→ **Work required**: Count the lines in the data below that contain the string "plate". Reply with the number only.

========================================================================

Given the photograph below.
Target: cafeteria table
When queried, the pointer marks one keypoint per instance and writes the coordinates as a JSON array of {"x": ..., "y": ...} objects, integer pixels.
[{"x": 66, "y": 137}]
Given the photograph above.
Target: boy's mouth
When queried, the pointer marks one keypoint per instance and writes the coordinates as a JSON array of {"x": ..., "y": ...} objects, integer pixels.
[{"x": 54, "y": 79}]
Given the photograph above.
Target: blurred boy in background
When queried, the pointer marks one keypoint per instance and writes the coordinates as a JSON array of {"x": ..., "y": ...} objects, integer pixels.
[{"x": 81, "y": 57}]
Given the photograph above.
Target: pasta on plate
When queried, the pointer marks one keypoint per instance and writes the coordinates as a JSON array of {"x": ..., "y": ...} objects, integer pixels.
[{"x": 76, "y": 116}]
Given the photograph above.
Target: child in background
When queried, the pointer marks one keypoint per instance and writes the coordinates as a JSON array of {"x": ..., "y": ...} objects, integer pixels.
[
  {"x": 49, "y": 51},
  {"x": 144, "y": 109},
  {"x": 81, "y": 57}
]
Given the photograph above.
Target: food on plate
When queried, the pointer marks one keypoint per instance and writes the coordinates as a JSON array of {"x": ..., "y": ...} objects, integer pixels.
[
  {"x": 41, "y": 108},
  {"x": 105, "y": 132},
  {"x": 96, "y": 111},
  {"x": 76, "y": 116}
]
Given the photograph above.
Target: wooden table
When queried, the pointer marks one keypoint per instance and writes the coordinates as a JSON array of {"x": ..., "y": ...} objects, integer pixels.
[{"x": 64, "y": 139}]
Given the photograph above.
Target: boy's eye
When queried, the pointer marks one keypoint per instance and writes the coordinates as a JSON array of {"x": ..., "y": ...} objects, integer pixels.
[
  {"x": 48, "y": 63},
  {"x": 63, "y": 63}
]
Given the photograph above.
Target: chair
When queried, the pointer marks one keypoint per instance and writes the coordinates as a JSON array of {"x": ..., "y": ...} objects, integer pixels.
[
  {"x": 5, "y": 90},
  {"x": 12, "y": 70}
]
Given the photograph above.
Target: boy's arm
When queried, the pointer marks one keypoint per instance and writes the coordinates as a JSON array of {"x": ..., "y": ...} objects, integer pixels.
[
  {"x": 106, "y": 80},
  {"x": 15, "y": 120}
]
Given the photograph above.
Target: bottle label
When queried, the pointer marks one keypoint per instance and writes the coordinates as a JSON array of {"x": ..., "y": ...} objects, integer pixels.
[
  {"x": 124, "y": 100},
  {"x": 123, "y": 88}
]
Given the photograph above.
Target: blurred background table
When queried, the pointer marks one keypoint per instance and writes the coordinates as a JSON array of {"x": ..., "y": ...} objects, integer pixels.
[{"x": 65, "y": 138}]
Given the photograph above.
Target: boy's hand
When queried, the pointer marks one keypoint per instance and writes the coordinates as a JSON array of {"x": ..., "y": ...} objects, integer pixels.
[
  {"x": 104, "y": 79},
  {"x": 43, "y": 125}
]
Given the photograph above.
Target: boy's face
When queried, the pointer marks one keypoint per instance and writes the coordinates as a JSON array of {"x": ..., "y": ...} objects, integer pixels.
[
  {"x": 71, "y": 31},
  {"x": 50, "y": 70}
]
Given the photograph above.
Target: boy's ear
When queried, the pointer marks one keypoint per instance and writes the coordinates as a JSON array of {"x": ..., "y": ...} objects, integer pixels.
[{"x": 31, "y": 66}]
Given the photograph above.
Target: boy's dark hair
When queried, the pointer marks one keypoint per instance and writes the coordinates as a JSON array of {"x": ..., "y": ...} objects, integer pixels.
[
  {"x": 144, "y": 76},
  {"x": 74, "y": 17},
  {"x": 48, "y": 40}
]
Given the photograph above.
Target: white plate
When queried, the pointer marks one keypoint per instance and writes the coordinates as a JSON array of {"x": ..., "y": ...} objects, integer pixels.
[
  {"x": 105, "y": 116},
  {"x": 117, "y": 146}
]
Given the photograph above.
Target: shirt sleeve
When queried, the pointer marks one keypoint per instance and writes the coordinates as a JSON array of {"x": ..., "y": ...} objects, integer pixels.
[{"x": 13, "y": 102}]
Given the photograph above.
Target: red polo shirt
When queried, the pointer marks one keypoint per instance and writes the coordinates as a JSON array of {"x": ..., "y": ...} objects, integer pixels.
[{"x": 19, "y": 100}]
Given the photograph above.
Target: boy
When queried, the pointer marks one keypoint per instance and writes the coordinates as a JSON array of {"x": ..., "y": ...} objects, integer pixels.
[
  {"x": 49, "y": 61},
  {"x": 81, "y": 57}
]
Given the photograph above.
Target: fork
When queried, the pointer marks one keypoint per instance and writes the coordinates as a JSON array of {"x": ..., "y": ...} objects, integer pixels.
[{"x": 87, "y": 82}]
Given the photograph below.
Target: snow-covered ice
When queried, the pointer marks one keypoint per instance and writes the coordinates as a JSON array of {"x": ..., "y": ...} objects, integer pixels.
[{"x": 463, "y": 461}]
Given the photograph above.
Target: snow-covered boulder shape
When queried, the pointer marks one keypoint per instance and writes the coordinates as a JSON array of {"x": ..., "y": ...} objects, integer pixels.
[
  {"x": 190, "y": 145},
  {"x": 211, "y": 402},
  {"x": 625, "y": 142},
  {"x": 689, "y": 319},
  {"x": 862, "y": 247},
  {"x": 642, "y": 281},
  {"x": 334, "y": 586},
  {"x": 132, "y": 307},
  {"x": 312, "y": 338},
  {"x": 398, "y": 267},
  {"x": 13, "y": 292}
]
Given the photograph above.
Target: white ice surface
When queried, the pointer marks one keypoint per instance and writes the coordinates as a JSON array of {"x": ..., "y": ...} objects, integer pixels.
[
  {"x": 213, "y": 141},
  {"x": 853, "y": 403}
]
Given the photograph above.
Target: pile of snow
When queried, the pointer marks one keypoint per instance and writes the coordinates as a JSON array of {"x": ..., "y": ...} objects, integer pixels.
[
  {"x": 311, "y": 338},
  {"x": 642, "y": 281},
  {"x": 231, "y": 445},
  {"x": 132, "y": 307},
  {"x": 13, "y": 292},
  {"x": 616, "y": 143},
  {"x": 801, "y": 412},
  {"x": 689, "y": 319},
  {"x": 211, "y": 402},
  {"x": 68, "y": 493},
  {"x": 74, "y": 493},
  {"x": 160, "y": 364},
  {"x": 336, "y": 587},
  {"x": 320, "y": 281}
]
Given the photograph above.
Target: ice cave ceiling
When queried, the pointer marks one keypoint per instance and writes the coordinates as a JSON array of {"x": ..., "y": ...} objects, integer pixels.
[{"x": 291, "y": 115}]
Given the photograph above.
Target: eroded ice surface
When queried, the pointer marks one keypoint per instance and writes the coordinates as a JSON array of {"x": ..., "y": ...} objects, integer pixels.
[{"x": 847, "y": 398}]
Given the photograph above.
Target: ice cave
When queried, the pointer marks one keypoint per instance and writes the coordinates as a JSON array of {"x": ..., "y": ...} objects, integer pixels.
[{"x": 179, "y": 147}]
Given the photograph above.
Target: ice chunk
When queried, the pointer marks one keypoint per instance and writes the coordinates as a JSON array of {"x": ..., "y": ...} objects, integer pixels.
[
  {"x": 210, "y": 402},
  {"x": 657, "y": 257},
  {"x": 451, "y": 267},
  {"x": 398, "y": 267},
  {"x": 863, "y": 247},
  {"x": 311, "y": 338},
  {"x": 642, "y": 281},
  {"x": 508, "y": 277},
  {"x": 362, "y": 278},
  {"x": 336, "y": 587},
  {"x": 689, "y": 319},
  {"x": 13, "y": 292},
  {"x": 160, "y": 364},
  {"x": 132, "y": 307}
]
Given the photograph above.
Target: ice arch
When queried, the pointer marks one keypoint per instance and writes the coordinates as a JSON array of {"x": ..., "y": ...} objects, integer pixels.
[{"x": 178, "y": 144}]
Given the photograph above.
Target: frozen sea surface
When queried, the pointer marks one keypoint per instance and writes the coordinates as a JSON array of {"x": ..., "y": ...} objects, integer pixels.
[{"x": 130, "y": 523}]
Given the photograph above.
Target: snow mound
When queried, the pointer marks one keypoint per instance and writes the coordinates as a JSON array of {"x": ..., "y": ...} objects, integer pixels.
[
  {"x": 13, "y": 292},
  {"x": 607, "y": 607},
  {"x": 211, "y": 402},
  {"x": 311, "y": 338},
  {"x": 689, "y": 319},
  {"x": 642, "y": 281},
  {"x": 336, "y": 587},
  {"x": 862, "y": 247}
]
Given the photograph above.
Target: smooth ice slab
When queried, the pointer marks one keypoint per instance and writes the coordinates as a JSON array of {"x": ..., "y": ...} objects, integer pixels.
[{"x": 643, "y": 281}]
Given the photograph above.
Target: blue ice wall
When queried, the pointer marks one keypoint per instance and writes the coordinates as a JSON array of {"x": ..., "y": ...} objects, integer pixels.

========================================================================

→ **Correct response**: 3